## Task inputs
↓↓↓

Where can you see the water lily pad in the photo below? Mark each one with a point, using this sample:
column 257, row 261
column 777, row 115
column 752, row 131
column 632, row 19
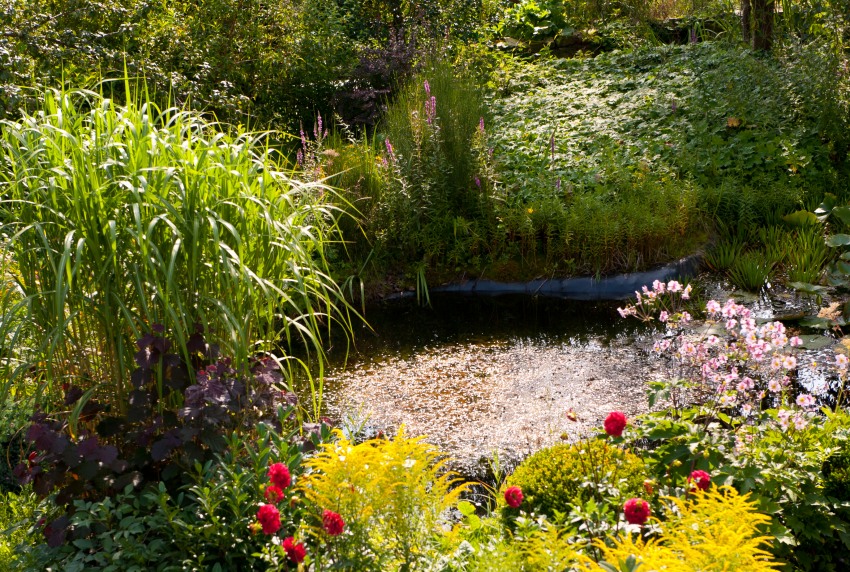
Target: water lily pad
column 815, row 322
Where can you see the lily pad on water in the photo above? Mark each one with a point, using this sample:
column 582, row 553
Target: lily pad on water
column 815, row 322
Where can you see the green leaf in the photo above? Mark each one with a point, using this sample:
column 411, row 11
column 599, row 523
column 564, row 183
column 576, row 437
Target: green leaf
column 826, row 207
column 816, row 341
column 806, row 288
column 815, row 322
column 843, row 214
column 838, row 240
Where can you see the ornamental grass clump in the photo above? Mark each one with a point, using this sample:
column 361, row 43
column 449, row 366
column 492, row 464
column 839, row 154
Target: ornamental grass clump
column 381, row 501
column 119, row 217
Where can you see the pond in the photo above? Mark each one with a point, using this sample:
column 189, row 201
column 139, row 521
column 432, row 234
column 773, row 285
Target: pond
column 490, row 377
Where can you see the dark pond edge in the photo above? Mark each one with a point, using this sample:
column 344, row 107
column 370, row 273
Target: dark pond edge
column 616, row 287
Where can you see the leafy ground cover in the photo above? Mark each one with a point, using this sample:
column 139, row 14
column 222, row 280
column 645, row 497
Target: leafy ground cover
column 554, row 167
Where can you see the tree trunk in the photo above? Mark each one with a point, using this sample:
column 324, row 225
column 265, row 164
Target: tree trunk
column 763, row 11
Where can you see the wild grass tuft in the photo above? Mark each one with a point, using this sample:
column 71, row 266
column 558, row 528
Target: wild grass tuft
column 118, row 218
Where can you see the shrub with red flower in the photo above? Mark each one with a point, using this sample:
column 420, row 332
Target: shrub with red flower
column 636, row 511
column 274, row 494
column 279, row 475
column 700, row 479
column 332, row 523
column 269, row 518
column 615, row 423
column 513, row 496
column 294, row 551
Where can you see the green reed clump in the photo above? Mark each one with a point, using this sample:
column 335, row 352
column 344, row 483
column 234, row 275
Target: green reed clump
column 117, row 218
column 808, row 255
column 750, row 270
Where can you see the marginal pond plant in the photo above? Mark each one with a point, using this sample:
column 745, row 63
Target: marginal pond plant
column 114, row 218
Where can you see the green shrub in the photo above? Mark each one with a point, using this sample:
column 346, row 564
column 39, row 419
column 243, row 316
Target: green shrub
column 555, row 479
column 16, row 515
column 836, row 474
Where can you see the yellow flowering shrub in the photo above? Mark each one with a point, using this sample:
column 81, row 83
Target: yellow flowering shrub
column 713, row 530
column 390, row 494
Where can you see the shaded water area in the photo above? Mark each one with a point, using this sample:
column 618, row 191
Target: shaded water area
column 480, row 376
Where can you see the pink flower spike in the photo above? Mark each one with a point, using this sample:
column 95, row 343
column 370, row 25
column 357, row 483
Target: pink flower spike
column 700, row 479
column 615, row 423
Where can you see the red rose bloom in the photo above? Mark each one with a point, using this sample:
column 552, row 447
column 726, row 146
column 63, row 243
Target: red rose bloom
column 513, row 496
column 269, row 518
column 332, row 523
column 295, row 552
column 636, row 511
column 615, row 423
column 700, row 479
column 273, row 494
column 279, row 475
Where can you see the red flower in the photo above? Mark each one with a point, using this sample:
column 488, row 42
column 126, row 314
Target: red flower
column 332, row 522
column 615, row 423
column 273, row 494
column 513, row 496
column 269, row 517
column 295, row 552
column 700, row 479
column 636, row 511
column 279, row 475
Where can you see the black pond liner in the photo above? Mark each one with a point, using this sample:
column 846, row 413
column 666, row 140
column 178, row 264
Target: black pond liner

↑↑↑

Please copy the items word for word, from the line containing "Where can you see the ornamental" through the line containing "column 381, row 501", including both of those lines.

## Answer in full
Where can you see the ornamental grass clump in the photo above? Mark each one with a point, using this sample:
column 361, row 43
column 449, row 366
column 492, row 464
column 839, row 154
Target: ornamental grass clump
column 381, row 501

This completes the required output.